Prompt 1:
Rewrite the New Jersey community transcript from "And as he says, just" down to "granted, a lot.", putting "serious" in place of "traumatic".
Prompt 2:
Write the next few sentences of the New Jersey community transcript, following on from its final line.

Study text:
------------------------------------------------------------------------
Everything you see is for you.
Take what you need.
Take what you want.
Something that I get from Passaic is just sincere help.
People there don't care about just feeding you.
They're going to ask you tomorrow, the next day, did you eat as well?
And that's what makes Pesaic so, so special to me because I have about ten different ladies I call mama, and they treat me exactly like a son.
Gained most of my weight out here.
'Cause everybody, "Come through and grab a plate.
Come through and grab a plate."
You got my numbers, ladies.
Y'all know.
- I got your numbers.
- Once we get all that together, we're gonna get it together.
- All right.
- All right?
- God bless you.
- Love you, ladies.
- God bless you all.
- Thank you.
I will always go... any mile just to make sure people don't have to go through what I went through.
38 Osborne Terrace in Newark New Jersey is currently under various change that will be hope with then's first women in transitional home.
The difference between transitional homes and a shelter.
Shelters are more so just sleeping areas.
I wanted to really have homes in place where you felt like it was your home.
I know most of these programs out here in these different cities are rotating doors.
This isn't just a place you're in, it's not just a place you're at, but this is a place you need to be and you want to be.
Our key is not to let you slip through the cracks.
When I was released from DIFE as at the age of 19 and again had nowhere to pretty much lay my head, I parked outside a little bit down the road from this actual house we in and my brother happened to walk out that morning and saw me sleeping in my car.
He knocked on the window and said, "What are you doing?"
I said, "I got nowhere to go, bro."
And he said, "Why didn't you call me?"
And I just said, "Pride hurt."
And he said, "Go get your room together."
And this room here was one of my rooms that I was staying in for a few years to get on my feet.
Here we are now and pretty much almost done with our women and children transitional home and it means a lot to me.
When I tell people when we go through things, don't be afraid to find that light switch.
Don't let people hide it from you.
Activate your light.
And what I do by helping them activate it is giving them true love, giving them what they missed.
How are you?
I am blessed.
Can't complain.
Had to come back home.
I can probably help you locate your light switch, but I need you to turn it on.
Because if I turn it on, who's to say you wouldn't care about it going back out?
The hope is the current to turn on that light in you.
Sometimes it takes that one person or them few people to help change someone.
My goal is to go visit Passaic in the next few years and visit these homes and just keep motivating and keep strengthening the city because the people are the city.
Once we start strengthening the people, then the city gets stronger.
Now we head to South Jersey in Ocean County where Christian Kane and his family's lives changed when their son Gavin suffered a brain injury, leaving him unable to walk or talk.
Christian now works tirelessly to make his community of Toms River inclusive and accessible to those with disabilities.
And as he says, just because you have a traumatic brain injury doesn't mean the game is over, it just means it's a different game.
When you're typical, you take a lot of things for granted, a lot.
But in the blink of an eye, just like us, we went from a total typical family to now being a family that's in a world of special needs.
------------------------------------------------------------------------
Information provided:
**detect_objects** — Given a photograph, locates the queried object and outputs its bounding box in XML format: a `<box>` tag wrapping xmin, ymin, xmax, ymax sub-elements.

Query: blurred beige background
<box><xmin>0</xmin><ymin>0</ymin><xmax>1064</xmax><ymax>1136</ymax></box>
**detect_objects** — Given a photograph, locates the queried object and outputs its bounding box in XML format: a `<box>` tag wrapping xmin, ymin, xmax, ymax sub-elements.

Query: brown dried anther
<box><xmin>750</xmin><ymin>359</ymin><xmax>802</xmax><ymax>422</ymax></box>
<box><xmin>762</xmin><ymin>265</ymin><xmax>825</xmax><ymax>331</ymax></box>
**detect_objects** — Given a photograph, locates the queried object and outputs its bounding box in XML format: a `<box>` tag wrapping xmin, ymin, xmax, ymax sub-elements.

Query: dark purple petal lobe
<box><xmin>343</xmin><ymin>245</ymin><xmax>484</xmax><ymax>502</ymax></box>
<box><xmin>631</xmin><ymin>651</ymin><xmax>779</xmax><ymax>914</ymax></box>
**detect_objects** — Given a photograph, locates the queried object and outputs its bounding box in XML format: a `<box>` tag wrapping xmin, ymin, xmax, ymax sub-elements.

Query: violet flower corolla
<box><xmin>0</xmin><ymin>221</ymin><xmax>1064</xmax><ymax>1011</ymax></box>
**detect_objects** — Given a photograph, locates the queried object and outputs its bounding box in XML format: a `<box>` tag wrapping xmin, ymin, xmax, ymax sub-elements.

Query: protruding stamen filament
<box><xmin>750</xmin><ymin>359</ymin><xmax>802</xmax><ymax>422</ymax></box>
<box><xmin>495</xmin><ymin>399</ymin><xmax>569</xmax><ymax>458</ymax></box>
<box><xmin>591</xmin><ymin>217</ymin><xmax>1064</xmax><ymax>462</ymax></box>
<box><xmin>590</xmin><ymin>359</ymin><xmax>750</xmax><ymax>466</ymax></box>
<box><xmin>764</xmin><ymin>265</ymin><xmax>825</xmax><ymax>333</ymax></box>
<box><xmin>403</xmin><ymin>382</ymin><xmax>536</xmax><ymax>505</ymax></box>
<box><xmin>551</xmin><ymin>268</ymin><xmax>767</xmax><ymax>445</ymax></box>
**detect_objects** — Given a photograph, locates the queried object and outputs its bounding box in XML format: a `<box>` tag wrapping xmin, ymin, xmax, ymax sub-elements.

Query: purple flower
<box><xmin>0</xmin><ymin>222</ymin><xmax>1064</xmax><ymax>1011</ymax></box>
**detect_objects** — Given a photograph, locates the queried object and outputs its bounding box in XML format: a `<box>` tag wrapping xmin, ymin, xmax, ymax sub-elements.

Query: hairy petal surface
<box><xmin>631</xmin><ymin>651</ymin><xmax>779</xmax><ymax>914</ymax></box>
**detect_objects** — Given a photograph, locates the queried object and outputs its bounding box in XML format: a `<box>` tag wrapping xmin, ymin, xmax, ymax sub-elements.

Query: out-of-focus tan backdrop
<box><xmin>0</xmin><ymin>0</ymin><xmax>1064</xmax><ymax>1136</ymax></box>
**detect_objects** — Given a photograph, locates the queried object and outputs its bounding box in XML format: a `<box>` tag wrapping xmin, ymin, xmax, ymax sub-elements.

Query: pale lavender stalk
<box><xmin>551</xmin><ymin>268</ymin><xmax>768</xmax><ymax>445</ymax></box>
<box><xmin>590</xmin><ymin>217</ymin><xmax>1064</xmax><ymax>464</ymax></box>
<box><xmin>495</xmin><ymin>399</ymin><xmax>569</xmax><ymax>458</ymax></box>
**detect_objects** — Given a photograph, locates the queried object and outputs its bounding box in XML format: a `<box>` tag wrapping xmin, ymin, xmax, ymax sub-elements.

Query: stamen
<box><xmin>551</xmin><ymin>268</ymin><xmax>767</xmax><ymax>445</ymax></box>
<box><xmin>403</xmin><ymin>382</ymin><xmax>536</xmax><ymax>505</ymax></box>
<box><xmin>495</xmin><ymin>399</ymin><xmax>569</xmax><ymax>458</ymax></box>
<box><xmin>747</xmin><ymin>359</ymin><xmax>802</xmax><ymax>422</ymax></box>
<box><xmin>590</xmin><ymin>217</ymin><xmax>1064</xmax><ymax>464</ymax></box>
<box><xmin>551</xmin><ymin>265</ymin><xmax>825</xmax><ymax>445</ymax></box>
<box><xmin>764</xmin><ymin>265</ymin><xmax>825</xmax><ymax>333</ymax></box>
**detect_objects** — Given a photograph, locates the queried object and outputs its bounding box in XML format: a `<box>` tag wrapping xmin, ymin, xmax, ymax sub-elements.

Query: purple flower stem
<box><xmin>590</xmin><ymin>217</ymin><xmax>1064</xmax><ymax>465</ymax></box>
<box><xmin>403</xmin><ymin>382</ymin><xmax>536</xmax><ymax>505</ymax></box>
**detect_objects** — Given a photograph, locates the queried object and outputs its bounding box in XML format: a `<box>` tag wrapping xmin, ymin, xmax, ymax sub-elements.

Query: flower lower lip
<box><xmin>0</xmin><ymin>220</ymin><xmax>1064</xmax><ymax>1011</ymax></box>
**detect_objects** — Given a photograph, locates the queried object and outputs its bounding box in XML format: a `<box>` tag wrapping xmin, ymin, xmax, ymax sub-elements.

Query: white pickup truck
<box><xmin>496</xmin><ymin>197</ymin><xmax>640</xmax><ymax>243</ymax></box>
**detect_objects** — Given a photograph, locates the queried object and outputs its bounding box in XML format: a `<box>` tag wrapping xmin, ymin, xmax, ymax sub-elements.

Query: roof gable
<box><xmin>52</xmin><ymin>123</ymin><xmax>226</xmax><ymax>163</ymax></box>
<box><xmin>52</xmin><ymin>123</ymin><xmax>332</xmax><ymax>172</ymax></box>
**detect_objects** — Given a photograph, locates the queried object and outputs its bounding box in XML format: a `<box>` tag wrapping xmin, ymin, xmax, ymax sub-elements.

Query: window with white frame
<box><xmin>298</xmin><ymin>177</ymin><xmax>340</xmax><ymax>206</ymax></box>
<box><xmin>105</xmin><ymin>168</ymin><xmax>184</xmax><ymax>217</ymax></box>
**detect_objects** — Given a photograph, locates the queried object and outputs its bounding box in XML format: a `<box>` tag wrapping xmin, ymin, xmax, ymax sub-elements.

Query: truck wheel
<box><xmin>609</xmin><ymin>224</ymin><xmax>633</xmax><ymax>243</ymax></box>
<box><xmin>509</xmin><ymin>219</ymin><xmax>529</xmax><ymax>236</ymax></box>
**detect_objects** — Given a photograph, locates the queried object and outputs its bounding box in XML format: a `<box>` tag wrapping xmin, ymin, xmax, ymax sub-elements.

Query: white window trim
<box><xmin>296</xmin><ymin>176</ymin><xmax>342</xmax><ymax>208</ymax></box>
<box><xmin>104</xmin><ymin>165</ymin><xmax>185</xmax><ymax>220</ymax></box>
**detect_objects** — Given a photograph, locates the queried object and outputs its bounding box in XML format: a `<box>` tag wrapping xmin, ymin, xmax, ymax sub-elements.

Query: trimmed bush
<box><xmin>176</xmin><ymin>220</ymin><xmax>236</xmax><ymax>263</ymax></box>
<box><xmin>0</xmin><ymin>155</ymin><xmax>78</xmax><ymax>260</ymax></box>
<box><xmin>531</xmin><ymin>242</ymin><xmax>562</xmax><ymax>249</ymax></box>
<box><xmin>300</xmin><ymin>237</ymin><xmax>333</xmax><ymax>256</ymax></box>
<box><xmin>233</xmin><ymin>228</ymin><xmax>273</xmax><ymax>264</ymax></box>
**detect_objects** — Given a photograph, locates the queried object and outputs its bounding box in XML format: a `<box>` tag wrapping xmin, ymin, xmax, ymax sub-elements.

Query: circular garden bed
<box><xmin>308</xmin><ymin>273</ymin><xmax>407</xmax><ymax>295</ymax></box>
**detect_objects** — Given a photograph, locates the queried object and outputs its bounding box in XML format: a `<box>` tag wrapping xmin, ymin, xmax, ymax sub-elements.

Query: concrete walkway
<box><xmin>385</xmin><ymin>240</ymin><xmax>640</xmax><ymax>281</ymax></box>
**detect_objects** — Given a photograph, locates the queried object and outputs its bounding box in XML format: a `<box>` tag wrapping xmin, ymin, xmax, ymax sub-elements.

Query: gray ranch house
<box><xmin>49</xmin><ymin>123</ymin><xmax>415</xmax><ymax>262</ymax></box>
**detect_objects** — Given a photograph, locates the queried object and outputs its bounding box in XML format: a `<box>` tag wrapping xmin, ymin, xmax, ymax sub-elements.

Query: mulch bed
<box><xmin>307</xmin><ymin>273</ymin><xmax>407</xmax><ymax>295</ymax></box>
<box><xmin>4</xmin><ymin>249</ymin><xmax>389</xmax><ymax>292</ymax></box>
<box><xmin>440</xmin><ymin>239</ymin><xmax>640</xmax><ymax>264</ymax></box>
------------------------------------------------------------------------
Response area 1:
And as he says, just because you have a serious brain injury doesn't mean the game is over, it just means it's a different game.
When you're typical, you take a lot of things for granted, a lot.

Response area 2:
And you don't know when it's your time.
You have no idea.
[ indistinct chatter ] Until you're in it, you don't really realize why this playground area is so important.
Ha, what'd I do?
Uh, Dad.
Hopefully a loving husband most of the time.
Mathematics teacher at Tonsor High School North for 28 years.
That's teacher of the year stuff right there.
28 years, no teacher of the year award.
All right, here we go.
And the co-founder of the Tonsor Field of Dreams.
Gavin King is our 11-year-old son.
He suffered a traumatic brain injury when he was only 19 months old.
Prior to that, he was a handful.
Walked very quickly.
Not a big talker, but he was just willing to do anything.
And unfortunately, when that accident occurred, it took its physical ability from him, but not his mental ability.
And I can't believe it's been this long already, 'cause now he's 11.
He's still that fun-willing kid.
His drive, his willingness to work is unmatched.
He's very similar to his mother in that case.
He's just-- he works so hard to try to be better every day.
Two.
Release it.
Due to the nature of the injury, Gavin cannot walk or talk.
Where does it hurt more?
The wrist part?
I work on the physical part just because he's so big.
Our goal is to get him to be able to sit correctly.
Seven, eight, nine... Good job.
And then, you know, be able to walk and be able to move around his home and be able to do things that we take for granted.
Open up your hand.
Yeah, yeah.
Can you try to do that with Lefty?
Just try.
Yeah, that's our lives.
It's a lot.
It's a truckload, but it's worth it because it's the only way that we know how to live.
You're thrown into this world of special needs that we had no idea about because all our children were totally typical and now all of a sudden you realize like oh my gosh there's there's nothing out here but when you really think about the world of special needs there isn't a place that you can go and not be stared at and be able to have fun and the most important part is to be included to have full inclusion that people don't really care what you look like or what you can do you're just there to have fun like with everyone else and there isn't a place like this in Ocean County.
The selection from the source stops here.